---------- Excerpted records
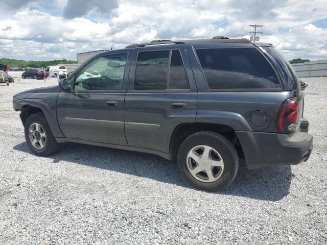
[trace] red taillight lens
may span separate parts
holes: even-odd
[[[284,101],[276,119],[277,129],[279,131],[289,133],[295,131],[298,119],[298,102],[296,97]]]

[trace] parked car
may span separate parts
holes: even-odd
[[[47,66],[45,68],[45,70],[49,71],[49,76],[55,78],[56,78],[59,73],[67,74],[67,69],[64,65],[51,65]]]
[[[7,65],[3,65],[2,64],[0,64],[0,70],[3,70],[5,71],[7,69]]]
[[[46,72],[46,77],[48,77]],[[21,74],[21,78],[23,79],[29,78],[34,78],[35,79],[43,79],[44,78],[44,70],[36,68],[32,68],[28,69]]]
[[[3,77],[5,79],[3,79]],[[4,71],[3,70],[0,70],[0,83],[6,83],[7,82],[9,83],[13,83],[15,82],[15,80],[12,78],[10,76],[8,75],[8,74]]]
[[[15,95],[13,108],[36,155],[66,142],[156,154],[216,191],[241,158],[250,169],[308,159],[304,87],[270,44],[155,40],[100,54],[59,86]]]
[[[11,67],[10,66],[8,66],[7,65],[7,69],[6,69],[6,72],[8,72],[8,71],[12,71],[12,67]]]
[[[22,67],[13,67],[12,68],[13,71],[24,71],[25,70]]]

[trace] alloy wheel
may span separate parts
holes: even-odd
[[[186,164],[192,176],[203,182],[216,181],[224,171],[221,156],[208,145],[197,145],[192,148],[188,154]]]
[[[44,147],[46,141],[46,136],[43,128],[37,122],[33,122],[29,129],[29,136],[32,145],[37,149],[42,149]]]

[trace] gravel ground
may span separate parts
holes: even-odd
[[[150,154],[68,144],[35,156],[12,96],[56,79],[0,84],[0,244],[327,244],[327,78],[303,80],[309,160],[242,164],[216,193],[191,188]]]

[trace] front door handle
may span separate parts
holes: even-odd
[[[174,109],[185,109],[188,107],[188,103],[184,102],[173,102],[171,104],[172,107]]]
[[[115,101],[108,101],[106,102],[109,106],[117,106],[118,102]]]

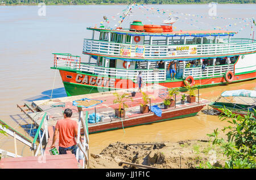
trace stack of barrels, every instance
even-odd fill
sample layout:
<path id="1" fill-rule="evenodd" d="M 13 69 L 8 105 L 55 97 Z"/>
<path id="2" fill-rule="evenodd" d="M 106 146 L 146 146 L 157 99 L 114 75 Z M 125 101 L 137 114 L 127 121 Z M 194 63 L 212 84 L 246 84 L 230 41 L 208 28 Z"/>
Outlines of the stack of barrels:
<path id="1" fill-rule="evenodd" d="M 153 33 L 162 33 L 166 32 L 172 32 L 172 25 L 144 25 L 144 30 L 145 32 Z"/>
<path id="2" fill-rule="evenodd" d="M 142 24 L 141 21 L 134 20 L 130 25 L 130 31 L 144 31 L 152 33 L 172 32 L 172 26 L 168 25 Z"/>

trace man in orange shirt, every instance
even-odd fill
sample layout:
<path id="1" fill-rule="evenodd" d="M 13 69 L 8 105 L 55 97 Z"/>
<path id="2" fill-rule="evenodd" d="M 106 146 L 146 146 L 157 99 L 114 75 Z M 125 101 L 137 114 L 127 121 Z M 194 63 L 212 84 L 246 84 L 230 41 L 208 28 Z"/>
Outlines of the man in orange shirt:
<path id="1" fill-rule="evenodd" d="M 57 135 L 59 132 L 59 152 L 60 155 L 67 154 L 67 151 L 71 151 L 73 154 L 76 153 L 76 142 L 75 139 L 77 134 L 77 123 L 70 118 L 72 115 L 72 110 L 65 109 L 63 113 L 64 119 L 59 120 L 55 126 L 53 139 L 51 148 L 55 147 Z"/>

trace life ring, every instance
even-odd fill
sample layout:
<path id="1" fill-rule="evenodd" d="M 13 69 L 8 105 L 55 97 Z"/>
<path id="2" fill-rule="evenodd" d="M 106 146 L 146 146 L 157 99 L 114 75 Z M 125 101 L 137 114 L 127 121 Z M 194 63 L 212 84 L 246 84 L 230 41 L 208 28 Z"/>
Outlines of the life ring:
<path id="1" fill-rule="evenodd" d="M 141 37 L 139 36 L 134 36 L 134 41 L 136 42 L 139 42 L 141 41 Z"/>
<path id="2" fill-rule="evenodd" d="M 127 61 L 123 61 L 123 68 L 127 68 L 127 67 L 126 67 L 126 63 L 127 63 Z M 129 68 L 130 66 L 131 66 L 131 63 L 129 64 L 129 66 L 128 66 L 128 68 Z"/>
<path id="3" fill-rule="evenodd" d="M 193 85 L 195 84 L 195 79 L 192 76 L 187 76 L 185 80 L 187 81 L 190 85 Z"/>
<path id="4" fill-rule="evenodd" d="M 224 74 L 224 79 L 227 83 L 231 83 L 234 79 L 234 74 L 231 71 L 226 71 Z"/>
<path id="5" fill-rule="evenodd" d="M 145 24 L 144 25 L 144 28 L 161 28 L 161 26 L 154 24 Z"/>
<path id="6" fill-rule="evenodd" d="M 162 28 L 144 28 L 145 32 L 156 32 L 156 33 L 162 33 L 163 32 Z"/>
--------------------
▶ **Task instructions**:
Update all of the data above, changing every "may span separate parts" to "can include disconnected regions" and leaving everything else unchanged. Leave the pictures out of your answer.

▶ **Output for this task**:
[trace] red taillight lens
can include disconnected regions
holes: even-odd
[[[284,101],[276,119],[277,129],[279,131],[289,133],[295,131],[298,119],[298,102],[296,97]]]

[trace] parked car
can include disconnected regions
holes: even-odd
[[[47,66],[45,68],[45,70],[49,71],[49,76],[55,78],[56,78],[59,73],[67,74],[67,69],[64,65],[51,65]]]
[[[7,65],[3,65],[2,64],[0,64],[0,70],[3,70],[5,71],[7,69]]]
[[[46,72],[46,77],[48,77]],[[21,74],[21,78],[23,79],[29,78],[34,78],[35,79],[43,79],[44,78],[44,70],[36,68],[32,68],[28,69]]]
[[[3,77],[5,79],[3,79]],[[4,71],[3,70],[0,70],[0,83],[6,83],[7,82],[9,83],[13,83],[15,82],[15,80],[12,78],[10,76],[8,75],[8,74]]]
[[[15,95],[13,108],[36,155],[66,142],[156,154],[216,191],[241,158],[250,169],[308,159],[304,87],[270,44],[155,40],[100,54],[59,86]]]
[[[11,67],[10,66],[8,66],[7,65],[7,69],[6,69],[6,72],[8,72],[8,71],[12,71],[12,67]]]
[[[22,67],[13,67],[12,68],[13,71],[24,71],[25,70]]]

[trace] alloy wheel
can include disconnected regions
holes: even-odd
[[[186,164],[192,176],[203,182],[216,181],[224,171],[221,156],[208,145],[197,145],[192,148],[188,154]]]
[[[44,147],[46,141],[46,136],[43,128],[37,122],[33,122],[29,129],[29,136],[32,145],[37,149],[42,149]]]

[trace] gravel ground
can include disconnected regions
holes: even-odd
[[[150,154],[68,144],[35,156],[12,96],[56,79],[0,84],[0,244],[327,244],[327,78],[303,80],[309,160],[242,164],[216,193],[191,188]]]

[trace] front door handle
can include disconnected regions
holes: even-odd
[[[174,109],[185,109],[188,107],[188,103],[184,102],[173,102],[171,104],[172,107]]]
[[[115,101],[108,101],[106,102],[109,106],[117,106],[118,102]]]

trace stack of barrels, every instance
even-odd fill
sample layout:
<path id="1" fill-rule="evenodd" d="M 13 69 L 8 105 L 55 97 Z"/>
<path id="2" fill-rule="evenodd" d="M 106 146 L 146 146 L 157 99 L 114 75 Z M 125 101 L 137 114 L 127 121 Z M 194 63 L 212 84 L 246 84 L 230 41 L 208 28 Z"/>
Outlines of the stack of barrels:
<path id="1" fill-rule="evenodd" d="M 153 33 L 162 33 L 166 32 L 172 32 L 172 25 L 144 25 L 144 30 L 145 32 Z"/>
<path id="2" fill-rule="evenodd" d="M 142 24 L 141 21 L 134 20 L 130 25 L 130 31 L 144 31 L 152 33 L 172 32 L 172 26 L 168 25 Z"/>

trace man in orange shirt, every instance
even-odd fill
sample layout:
<path id="1" fill-rule="evenodd" d="M 13 69 L 8 105 L 55 97 Z"/>
<path id="2" fill-rule="evenodd" d="M 106 146 L 146 146 L 157 99 L 114 75 Z M 125 101 L 137 114 L 127 121 Z M 194 63 L 212 84 L 246 84 L 230 41 L 208 28 Z"/>
Outlines of the man in orange shirt:
<path id="1" fill-rule="evenodd" d="M 57 135 L 59 132 L 59 152 L 60 155 L 67 154 L 67 151 L 71 151 L 73 154 L 76 153 L 76 142 L 75 139 L 77 134 L 77 123 L 70 118 L 72 115 L 72 110 L 65 109 L 63 113 L 64 119 L 59 120 L 55 126 L 53 139 L 51 148 L 55 147 Z"/>

trace life ring, every instance
even-odd fill
sample layout:
<path id="1" fill-rule="evenodd" d="M 13 69 L 8 105 L 55 97 Z"/>
<path id="2" fill-rule="evenodd" d="M 106 146 L 146 146 L 157 99 L 114 75 Z M 125 101 L 137 114 L 127 121 Z M 194 63 L 212 84 L 246 84 L 230 41 L 208 28 Z"/>
Outlines of the life ring:
<path id="1" fill-rule="evenodd" d="M 141 37 L 139 36 L 134 36 L 134 41 L 136 42 L 139 42 L 141 41 Z"/>
<path id="2" fill-rule="evenodd" d="M 127 61 L 123 61 L 123 68 L 127 68 L 127 67 L 126 67 L 126 63 L 127 63 Z M 129 68 L 130 66 L 131 66 L 131 63 L 129 64 L 129 66 L 128 66 L 128 68 Z"/>
<path id="3" fill-rule="evenodd" d="M 193 85 L 195 84 L 195 79 L 192 76 L 187 76 L 185 80 L 187 81 L 190 85 Z"/>
<path id="4" fill-rule="evenodd" d="M 224 74 L 224 79 L 227 83 L 231 83 L 234 79 L 234 74 L 231 71 L 226 71 Z"/>
<path id="5" fill-rule="evenodd" d="M 145 24 L 144 25 L 144 28 L 161 28 L 161 26 L 154 24 Z"/>
<path id="6" fill-rule="evenodd" d="M 162 28 L 144 28 L 145 32 L 156 32 L 156 33 L 162 33 L 163 32 Z"/>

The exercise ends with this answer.